• _STUDY MATERIAL_

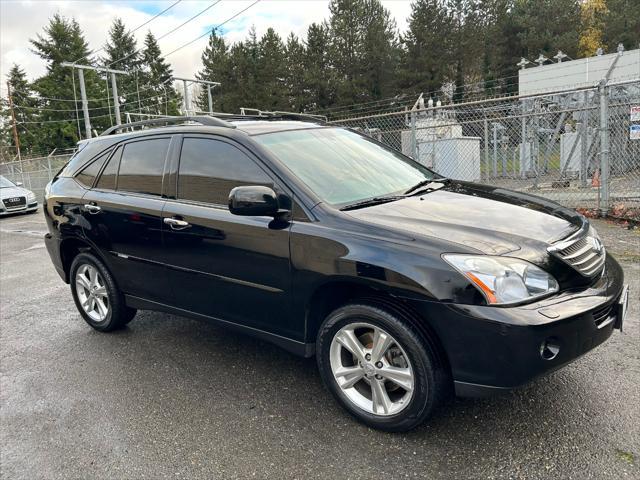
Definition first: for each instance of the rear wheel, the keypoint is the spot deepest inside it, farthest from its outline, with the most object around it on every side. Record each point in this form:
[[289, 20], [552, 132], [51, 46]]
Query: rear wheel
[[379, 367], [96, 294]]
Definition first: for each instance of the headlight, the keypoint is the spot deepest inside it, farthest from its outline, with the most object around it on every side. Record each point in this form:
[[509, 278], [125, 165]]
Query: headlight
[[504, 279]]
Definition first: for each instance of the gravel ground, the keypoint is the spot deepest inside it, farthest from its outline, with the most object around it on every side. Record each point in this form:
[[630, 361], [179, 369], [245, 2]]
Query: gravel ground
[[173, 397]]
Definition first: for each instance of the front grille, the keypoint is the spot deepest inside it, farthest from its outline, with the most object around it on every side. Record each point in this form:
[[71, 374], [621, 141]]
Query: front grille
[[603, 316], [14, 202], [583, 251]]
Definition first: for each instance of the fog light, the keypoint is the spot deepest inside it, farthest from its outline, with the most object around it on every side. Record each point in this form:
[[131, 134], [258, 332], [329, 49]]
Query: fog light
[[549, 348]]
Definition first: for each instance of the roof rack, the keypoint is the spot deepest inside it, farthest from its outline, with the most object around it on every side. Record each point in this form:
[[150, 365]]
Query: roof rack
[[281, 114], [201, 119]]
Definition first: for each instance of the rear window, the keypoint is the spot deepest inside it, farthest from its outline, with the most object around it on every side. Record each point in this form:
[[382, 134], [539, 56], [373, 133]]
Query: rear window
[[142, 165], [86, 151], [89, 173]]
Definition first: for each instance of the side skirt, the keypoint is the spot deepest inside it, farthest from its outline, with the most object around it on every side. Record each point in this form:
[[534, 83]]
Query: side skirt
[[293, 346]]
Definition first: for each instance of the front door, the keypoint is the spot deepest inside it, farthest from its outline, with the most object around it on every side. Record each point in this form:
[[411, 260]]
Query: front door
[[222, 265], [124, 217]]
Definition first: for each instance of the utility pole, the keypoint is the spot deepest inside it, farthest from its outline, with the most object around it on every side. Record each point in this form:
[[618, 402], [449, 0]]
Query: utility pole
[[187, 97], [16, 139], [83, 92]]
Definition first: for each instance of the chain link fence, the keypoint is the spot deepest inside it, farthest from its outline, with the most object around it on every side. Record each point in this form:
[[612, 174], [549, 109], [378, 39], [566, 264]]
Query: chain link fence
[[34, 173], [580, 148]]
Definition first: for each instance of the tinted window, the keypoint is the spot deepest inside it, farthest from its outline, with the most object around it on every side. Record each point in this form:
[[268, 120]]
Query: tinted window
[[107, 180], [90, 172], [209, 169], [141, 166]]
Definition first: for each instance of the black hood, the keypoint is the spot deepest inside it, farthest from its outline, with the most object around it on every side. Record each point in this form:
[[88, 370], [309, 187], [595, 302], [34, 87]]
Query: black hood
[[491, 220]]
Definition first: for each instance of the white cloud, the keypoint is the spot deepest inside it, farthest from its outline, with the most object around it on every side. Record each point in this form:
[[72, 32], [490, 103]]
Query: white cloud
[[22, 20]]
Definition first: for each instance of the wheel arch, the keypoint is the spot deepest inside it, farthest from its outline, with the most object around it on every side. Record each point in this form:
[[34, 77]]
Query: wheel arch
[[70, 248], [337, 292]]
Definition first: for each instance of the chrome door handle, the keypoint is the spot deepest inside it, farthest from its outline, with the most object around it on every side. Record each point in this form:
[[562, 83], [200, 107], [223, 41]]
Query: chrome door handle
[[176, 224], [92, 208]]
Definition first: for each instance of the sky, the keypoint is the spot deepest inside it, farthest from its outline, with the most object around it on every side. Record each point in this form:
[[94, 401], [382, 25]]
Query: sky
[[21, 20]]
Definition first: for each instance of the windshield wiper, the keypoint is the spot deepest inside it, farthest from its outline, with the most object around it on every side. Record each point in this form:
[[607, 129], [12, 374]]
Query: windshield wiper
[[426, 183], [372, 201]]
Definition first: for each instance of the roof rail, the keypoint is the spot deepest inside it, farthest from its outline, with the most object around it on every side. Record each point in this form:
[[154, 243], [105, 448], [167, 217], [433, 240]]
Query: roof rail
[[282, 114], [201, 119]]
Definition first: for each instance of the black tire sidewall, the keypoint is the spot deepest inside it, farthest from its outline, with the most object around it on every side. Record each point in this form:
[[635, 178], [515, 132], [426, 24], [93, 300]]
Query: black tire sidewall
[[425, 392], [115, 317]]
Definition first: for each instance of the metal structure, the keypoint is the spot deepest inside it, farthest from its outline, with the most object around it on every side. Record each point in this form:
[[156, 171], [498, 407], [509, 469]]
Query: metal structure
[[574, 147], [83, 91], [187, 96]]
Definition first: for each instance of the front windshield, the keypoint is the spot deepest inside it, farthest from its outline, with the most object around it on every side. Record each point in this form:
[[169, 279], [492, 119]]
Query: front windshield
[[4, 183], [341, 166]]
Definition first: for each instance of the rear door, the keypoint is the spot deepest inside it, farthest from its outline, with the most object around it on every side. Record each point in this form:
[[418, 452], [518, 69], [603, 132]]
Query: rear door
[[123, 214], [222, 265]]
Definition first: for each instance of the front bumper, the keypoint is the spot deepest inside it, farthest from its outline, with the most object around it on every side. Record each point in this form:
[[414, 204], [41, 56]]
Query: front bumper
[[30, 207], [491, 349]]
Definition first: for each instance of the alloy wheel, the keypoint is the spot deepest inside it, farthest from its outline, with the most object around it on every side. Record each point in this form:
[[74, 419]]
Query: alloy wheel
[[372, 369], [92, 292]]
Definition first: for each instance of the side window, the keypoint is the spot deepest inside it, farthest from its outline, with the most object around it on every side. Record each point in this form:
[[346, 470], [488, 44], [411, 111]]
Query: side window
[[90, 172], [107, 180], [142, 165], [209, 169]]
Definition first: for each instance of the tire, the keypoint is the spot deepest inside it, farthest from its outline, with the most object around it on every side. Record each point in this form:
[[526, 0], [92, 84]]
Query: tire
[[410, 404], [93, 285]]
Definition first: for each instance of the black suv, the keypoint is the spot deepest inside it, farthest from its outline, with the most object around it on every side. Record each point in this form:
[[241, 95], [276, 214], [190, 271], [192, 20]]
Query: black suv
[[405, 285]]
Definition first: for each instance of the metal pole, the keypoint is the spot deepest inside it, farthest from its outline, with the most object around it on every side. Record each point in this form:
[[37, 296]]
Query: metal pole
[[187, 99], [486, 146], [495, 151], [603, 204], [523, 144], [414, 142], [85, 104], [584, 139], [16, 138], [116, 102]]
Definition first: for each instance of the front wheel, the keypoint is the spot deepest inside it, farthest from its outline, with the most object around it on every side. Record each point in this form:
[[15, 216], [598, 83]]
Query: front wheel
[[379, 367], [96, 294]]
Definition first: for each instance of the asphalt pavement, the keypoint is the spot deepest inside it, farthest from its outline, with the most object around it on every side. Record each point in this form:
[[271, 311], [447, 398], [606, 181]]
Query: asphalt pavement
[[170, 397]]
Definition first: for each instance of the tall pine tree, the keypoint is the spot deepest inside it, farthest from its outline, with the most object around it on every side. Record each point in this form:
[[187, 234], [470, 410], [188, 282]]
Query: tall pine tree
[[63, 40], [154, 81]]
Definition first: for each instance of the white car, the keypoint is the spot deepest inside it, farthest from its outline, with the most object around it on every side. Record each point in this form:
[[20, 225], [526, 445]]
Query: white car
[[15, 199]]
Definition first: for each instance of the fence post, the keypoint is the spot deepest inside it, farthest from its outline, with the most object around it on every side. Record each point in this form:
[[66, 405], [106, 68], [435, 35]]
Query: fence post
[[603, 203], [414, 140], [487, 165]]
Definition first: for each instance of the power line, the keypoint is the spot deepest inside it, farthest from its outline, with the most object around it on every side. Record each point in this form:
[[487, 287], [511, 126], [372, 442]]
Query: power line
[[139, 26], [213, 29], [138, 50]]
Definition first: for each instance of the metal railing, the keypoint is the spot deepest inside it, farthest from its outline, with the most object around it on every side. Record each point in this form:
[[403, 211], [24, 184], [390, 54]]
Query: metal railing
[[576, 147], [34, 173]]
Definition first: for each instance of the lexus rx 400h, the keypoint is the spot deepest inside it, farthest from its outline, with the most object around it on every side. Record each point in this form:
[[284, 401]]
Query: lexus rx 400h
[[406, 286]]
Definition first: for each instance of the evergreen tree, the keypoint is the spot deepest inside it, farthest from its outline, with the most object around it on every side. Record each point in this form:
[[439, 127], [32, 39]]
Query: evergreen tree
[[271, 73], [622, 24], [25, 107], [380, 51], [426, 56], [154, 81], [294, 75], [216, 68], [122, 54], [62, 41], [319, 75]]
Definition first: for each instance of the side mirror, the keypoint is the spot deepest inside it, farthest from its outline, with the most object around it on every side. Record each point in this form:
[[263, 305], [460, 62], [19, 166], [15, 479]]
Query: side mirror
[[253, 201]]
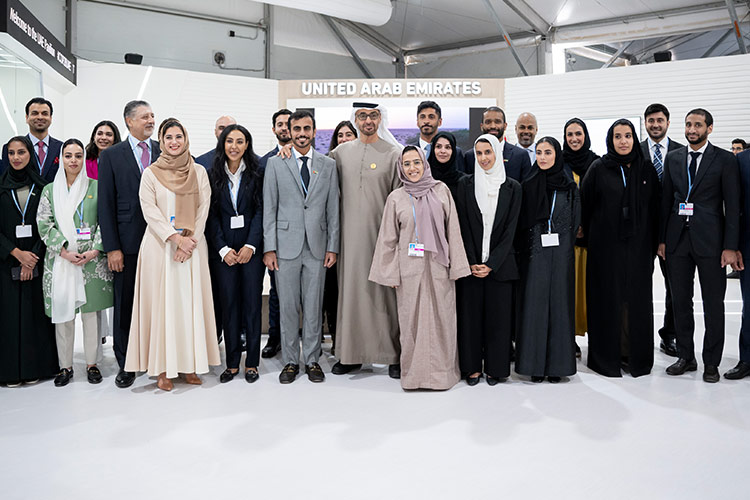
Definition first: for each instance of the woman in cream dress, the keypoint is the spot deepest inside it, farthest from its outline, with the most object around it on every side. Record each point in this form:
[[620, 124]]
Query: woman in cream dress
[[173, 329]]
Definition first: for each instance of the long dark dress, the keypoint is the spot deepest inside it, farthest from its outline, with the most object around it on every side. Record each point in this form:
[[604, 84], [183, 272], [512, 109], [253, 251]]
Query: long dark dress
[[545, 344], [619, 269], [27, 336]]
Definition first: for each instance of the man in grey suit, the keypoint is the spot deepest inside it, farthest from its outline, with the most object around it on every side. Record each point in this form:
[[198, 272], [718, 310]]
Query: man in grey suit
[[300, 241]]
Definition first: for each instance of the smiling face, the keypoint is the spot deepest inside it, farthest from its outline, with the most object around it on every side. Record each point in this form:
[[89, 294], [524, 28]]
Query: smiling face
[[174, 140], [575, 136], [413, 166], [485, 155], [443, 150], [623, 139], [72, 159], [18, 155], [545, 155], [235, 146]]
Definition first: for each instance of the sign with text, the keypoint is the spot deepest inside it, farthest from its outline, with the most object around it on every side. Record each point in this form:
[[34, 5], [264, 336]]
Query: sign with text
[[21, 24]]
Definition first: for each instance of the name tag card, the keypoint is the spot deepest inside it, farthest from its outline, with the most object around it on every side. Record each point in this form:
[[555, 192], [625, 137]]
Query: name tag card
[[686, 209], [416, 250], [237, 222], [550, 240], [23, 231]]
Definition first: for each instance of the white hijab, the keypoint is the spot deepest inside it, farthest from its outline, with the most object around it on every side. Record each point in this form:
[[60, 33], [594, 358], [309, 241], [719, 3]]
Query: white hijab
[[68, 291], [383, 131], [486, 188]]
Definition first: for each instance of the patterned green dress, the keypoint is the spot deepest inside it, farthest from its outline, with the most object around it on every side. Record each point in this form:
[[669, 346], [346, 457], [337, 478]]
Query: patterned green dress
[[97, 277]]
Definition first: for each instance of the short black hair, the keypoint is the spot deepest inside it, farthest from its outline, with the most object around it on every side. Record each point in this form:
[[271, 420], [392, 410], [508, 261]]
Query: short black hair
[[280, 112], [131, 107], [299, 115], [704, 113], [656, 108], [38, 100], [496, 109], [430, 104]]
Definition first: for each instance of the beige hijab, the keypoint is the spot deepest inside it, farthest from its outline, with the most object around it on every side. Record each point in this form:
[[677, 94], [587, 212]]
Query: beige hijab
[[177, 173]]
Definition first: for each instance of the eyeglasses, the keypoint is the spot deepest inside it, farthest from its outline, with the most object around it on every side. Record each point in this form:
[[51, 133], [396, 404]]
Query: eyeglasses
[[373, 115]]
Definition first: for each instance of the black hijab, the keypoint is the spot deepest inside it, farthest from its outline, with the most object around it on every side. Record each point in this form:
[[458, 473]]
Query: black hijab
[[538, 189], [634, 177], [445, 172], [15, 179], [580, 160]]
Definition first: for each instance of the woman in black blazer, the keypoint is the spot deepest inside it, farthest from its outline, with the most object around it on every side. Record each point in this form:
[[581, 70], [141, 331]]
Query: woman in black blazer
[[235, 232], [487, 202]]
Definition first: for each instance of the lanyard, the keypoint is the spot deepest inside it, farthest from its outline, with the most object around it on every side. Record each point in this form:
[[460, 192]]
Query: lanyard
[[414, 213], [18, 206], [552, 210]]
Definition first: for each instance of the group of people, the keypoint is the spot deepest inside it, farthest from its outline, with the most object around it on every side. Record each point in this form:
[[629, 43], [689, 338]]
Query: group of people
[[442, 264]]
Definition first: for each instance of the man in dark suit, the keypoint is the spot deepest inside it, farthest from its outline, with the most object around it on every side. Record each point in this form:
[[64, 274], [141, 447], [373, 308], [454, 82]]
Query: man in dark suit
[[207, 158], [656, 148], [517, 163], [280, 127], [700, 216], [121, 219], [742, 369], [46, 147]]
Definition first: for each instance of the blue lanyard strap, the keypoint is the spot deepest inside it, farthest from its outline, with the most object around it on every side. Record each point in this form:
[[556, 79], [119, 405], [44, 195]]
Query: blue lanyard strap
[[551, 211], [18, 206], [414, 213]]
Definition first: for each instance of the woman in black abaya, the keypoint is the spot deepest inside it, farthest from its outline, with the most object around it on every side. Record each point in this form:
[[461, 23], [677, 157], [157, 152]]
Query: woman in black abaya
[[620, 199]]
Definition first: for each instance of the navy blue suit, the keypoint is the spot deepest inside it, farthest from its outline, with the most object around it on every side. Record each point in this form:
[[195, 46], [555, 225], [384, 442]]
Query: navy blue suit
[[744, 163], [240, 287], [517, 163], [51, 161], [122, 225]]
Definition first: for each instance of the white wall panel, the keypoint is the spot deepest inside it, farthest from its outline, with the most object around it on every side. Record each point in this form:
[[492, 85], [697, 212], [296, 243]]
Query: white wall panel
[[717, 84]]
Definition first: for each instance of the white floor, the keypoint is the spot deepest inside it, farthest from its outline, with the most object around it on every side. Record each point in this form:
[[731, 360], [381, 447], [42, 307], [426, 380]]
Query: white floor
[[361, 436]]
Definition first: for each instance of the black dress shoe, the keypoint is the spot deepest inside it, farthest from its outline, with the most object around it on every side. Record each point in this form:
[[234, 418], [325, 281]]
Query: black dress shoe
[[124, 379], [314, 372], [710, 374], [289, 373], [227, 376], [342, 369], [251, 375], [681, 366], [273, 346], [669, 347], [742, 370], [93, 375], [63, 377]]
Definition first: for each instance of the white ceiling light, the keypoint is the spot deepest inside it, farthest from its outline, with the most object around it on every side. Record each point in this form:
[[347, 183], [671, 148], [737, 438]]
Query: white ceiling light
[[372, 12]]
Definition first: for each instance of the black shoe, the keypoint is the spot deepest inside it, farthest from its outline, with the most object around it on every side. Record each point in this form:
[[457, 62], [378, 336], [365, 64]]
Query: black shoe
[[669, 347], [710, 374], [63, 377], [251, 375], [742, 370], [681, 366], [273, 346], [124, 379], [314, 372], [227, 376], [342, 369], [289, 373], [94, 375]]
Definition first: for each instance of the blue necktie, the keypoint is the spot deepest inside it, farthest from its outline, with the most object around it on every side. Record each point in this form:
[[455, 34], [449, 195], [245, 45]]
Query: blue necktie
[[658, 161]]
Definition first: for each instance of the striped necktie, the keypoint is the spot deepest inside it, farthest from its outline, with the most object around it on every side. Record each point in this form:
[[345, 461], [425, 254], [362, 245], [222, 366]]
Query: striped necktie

• _PROMPT_
Each line of the listing above that includes the word "striped" should be copied.

• _TASK RESULT_
Definition first: for each instance of the striped necktie, the keypoint is the spot deepest inside it, farthest from its outline, with the most object around it on every side. Record each point in this form:
Query: striped necktie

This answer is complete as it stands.